> **Source extract**
------------------------------------
Exactly in line with what it sets out to do, Gerson’s chapter on Denmark starts at the beginning of the 17th century. However, the 16th century was at least as important for the overall development of the ‘Ausbreitung und Nachwirkung’ of Netherlandish art in Denmark. The absolute peak of Netherlandish impact was – from 1574 on  ̶  the extensive rebuilding and decoration of the imposing castle of Kronborg with its fortifications, under Frederick II (1534-1588).1 However, the intensive contacts between the Low Countries and Denmark date back much earlier than this.2 From the end of the 14th century Dutch immigrants made their homes in Dragør on Amager, at that time an island to the south of Copenhagen. In 1524, as many as 184 families from West-Friesland emigrated at the invitation of Christian II to that same Amager, where they settled in Hollanderdorp or Hollanderby (now: Store Magleby) and enjoyed special privileges.

They maintained their own language, names, national dress and customs until the middle of the 19th century.3 When in the 17th century the population of this colony had grown too big, the inhabitants were given permission to build a new settlement in Frederiksberg, now, just like Amager, a suburb of Copenhagen, but by 1697 they had already been abandoned this location. In the second half of the 16th century, smaller groups of immigrants came from the Republic to Denmark, where they settled on a series of small islands, but the greatest wave of immigration was to take place around 1567. These later immigrants were no longer farmers, but merchants, architects, craftsmen, ship builders, carpet weavers, mint masters, musicians and artists.4 One of the most important of these was architect Hans van Steenwinckel I (c. 1550-1601). His descendants were to hold high positions at the court as architects, sculptors, fortress builders and painters until around 1700.5

Language was never a problem. Danish printers could process poems and literature in the Dutch language, and actors from the Republic had no difficulty in performing their repertoire. A Dutch merchant or artist could readily be understood by his Danish colleagues, even when using his native language. The same applied for the contacts with patrons from the nobility. Danish nobles largely originated from Northern Germany and spoke Low German, that was closely related to the language spoken by the immigrants from the Netherlands. From the 16th to the 18th century, this particular linguistic factor must have been an important consideration for the Danish kings and other highly placed patrons to engage Dutch artists, merchants and scholars.6


For Kronborg, see a.o. Beckett 1897; Slothouwer 1924, Wanscher 1939; Norn 1954; Christensen 1950; Langberg 1985; Heiberg et al. 1988; Houkjær 2006, pp. 300-304; Johannsen 2006. About Antonius van Opberghen: Habela 1965; Gasiorowski 1976; Bartetzky 2006.
------------------------------------
Labeled-object pointing lines
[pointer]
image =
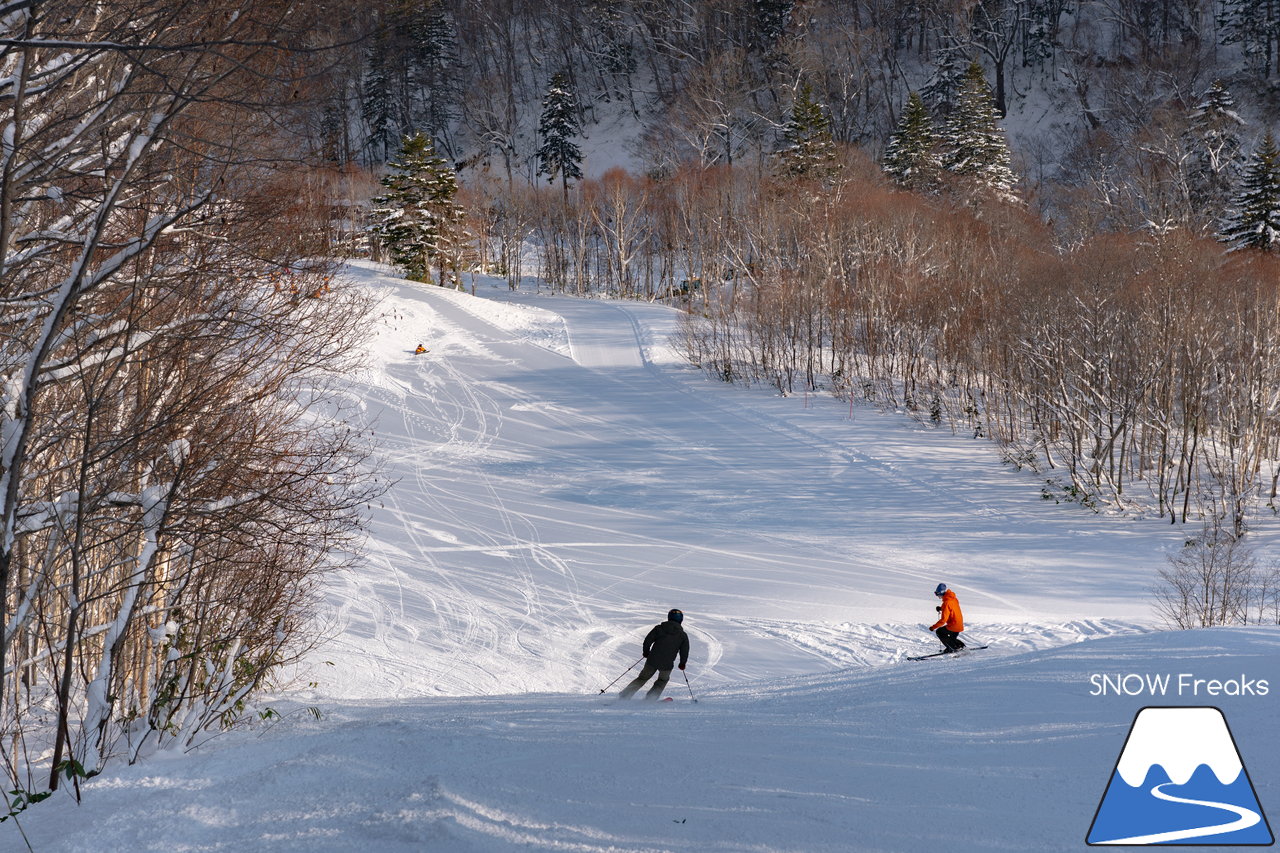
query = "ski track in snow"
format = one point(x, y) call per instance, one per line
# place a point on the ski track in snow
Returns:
point(547, 511)
point(561, 480)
------------------------------------
> **Directive**
Reproduce the passage on Netherlandish influence and Dutch immigration in Denmark word for word, in full.

> **Result of the exercise**
Exactly in line with what it sets out to do, Gerson’s chapter on Denmark starts at the beginning of the 17th century. However, the 16th century was at least as important for the overall development of the ‘Ausbreitung und Nachwirkung’ of Netherlandish art in Denmark. The absolute peak of Netherlandish impact was – from 1574 on  ̶  the extensive rebuilding and decoration of the imposing castle of Kronborg with its fortifications, under Frederick II (1534-1588).1 However, the intensive contacts between the Low Countries and Denmark date back much earlier than this.2 From the end of the 14th century Dutch immigrants made their homes in Dragør on Amager, at that time an island to the south of Copenhagen. In 1524, as many as 184 families from West-Friesland emigrated at the invitation of Christian II to that same Amager, where they settled in Hollanderdorp or Hollanderby (now: Store Magleby) and enjoyed special privileges.

They maintained their own language, names, national dress and customs until the middle of the 19th century.3 When in the 17th century the population of this colony had grown too big, the inhabitants were given permission to build a new settlement in Frederiksberg, now, just like Amager, a suburb of Copenhagen, but by 1697 they had already been abandoned this location. In the second half of the 16th century, smaller groups of immigrants came from the Republic to Denmark, where they settled on a series of small islands, but the greatest wave of immigration was to take place around 1567. These later immigrants were no longer farmers, but merchants, architects, craftsmen, ship builders, carpet weavers, mint masters, musicians and artists.4 One of the most important of these was architect Hans van Steenwinckel I (c. 1550-1601). His descendants were to hold high positions at the court as architects, sculptors, fortress builders and painters until around 1700.5

Language was never a problem. Danish printers could process poems and literature in the Dutch language, and actors from the Republic had no difficulty in performing their repertoire. A Dutch merchant or artist could readily be understood by his Danish colleagues, even when using his native language. The same applied for the contacts with patrons from the nobility. Danish nobles largely originated from Northern Germany and spoke Low German, that was closely related to the language spoken by the immigrants from the Netherlands. From the 16th to the 18th century, this particular linguistic factor must have been an important consideration for the Danish kings and other highly placed patrons to engage Dutch artists, merchants and scholars.6


For Kronborg, see a.o. Beckett 1897; Slothouwer 1924, Wanscher 1939; Norn 1954; Christensen 1950; Langberg 1985; Heiberg et al. 1988; Houkjær 2006, pp. 300-304; Johannsen 2006. About Antonius van Opberghen: Habela 1965; Gasiorowski 1976; Bartetzky 2006.